Copy out the listing lines verbatim, from the line containing "window visible in this interface?" up to and including the line containing "[114,21,163,162]".

Excerpts of bounding box data:
_ _ _ _ _ _ _
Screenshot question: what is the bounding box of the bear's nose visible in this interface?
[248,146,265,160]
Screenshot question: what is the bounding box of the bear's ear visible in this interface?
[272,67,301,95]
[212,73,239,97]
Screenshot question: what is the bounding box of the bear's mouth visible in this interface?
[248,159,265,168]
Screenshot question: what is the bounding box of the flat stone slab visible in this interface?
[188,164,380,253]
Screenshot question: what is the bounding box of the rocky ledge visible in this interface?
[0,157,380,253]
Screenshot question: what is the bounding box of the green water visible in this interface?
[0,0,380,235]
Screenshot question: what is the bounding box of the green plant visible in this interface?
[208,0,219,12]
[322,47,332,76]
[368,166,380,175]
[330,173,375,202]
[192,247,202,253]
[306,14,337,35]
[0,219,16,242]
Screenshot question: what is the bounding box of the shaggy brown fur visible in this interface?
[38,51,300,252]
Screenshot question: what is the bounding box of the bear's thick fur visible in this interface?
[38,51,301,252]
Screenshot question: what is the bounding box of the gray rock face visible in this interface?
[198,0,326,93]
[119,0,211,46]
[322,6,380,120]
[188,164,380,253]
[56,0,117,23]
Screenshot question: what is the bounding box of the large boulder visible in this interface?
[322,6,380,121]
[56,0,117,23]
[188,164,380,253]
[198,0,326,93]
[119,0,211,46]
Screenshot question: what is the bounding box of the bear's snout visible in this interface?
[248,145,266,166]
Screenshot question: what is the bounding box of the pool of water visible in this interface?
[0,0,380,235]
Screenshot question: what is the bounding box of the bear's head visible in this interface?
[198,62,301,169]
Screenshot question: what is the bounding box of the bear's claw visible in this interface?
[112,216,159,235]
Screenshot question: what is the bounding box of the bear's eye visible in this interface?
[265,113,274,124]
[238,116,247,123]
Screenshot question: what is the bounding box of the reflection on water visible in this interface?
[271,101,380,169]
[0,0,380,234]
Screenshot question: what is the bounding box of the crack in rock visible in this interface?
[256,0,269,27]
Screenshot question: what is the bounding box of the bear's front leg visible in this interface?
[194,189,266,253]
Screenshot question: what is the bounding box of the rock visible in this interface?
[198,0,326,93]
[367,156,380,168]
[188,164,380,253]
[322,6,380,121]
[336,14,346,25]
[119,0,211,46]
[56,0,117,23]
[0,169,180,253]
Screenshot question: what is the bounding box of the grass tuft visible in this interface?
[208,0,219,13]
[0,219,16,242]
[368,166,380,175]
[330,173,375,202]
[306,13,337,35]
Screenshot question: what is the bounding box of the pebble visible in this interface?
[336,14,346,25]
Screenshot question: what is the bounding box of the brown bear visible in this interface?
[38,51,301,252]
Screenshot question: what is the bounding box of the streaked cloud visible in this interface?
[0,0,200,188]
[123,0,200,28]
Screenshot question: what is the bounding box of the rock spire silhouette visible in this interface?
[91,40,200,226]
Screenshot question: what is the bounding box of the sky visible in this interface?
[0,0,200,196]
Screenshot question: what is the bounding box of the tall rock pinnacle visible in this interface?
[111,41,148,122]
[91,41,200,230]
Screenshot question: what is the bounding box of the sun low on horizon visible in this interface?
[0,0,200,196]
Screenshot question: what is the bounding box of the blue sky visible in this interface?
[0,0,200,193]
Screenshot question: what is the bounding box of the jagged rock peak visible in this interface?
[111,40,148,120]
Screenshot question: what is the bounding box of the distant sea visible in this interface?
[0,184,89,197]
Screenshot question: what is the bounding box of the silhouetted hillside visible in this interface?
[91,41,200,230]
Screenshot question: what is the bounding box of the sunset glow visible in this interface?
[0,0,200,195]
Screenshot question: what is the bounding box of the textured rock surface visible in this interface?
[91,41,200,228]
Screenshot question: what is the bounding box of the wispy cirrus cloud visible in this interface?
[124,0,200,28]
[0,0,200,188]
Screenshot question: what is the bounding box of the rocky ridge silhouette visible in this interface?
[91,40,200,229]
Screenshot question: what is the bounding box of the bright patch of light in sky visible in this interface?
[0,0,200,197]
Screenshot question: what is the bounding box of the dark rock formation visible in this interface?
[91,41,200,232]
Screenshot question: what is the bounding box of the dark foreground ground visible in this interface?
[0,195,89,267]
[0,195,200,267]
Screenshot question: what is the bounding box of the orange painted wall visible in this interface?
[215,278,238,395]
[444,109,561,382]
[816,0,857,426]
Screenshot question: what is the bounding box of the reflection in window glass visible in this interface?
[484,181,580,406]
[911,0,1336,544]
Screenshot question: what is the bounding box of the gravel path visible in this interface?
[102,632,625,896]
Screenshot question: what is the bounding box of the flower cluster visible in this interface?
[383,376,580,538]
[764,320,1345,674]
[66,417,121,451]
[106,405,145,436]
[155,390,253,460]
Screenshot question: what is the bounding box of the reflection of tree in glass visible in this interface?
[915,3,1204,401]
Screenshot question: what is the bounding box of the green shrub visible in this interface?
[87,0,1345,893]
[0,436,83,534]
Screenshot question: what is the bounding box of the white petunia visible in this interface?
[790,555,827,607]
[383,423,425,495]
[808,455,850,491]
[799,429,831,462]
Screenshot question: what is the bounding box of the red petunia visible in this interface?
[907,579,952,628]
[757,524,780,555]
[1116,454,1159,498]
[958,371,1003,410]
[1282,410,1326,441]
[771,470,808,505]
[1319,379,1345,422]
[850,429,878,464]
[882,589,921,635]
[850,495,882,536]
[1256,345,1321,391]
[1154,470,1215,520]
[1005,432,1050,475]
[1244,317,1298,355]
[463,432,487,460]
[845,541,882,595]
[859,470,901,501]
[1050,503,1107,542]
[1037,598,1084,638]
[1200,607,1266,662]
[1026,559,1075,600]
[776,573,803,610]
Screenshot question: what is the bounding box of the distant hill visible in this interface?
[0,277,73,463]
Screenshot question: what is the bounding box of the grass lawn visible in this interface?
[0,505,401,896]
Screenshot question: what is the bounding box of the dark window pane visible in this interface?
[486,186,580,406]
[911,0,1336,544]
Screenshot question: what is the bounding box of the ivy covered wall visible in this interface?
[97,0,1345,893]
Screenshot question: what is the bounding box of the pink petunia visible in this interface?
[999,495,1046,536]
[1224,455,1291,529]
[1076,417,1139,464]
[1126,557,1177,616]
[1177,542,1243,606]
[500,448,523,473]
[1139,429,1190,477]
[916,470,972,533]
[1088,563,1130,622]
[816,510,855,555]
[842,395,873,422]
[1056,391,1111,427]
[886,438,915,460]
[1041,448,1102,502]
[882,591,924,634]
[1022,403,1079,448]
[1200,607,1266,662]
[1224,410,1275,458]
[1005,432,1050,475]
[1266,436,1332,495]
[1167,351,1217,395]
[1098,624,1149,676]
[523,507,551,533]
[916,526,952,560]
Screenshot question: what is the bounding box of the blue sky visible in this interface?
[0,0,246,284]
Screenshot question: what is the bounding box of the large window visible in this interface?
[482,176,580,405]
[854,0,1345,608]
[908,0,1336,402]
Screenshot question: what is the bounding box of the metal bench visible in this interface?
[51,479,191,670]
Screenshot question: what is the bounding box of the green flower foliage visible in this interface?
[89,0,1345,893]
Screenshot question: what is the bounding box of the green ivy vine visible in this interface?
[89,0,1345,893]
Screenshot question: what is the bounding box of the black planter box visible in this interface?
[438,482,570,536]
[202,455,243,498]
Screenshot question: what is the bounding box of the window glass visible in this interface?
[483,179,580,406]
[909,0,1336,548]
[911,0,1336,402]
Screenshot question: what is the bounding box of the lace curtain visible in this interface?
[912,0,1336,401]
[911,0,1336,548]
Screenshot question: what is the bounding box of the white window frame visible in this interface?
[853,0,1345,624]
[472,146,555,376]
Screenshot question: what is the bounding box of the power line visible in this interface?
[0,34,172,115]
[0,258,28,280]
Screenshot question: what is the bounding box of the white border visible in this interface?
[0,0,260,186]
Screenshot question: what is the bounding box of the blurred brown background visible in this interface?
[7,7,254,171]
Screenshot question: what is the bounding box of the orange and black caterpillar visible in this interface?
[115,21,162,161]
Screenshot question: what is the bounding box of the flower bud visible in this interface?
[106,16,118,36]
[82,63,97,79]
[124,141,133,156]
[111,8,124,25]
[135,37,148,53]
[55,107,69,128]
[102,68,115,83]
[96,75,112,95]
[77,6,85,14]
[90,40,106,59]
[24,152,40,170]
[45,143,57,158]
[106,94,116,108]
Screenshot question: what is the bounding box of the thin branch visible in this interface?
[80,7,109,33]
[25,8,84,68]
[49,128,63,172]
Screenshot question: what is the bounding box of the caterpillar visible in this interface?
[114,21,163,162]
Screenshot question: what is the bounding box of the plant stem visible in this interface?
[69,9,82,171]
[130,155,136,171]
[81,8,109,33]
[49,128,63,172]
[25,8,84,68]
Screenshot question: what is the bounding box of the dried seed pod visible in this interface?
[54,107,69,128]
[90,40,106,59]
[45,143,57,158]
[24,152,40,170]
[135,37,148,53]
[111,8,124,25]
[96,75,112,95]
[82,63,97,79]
_ _ _ _ _ _ _
Task response:
Screenshot question: what is the bounding box of the large window visible in this interface?
[482,176,580,405]
[854,0,1345,608]
[908,0,1336,402]
Screenshot question: what is the bounding box of the metal bench visible in this interface?
[51,479,191,670]
Screenshot question: what is the bounding box of the green flower foliage visible in this interface?
[89,0,1345,893]
Screenshot question: what is the bounding box of the green ivy vine visible in this interface?
[89,0,1345,893]
Screenshot question: what is the bounding box of the black planter box visible in this interface?
[438,482,570,536]
[202,455,243,498]
Screenshot question: what is the bounding box of the window glass visible in this interface?
[483,179,580,406]
[909,0,1336,548]
[911,0,1336,402]
Screenshot question: what is the bounding box of the lace curtain visible in this interface?
[912,0,1336,401]
[911,0,1336,548]
Screenshot question: what is the bounding box of the white window frame visible in this interface?
[853,0,1345,624]
[472,146,555,376]
Screenshot question: what is the bounding box of the power line visible in this interface?
[0,34,172,115]
[0,258,28,280]
Screenshot question: what is the bounding box of the white border visible in this interface?
[0,0,260,186]
Screenshot question: what is the bounding box of the blurred brown background visible in this interface?
[7,7,254,171]
Screenshot question: what is the bounding box of the orange and black caterpillar visible in this interface?
[115,21,162,161]
Screenshot question: what is the bounding box of the flower bud visible in this interface?
[106,16,118,36]
[82,63,97,79]
[124,141,133,156]
[111,8,124,25]
[135,37,148,53]
[55,107,69,128]
[102,68,115,83]
[96,75,112,95]
[77,6,85,14]
[90,40,106,59]
[24,152,40,170]
[45,143,57,158]
[106,94,116,108]
Screenshot question: what is the bounding box of the thin branch visible in this interface?
[80,7,109,33]
[25,8,84,68]
[49,128,63,172]
Screenshot question: what is the bounding box of the caterpillar visible in this interface?
[114,21,163,162]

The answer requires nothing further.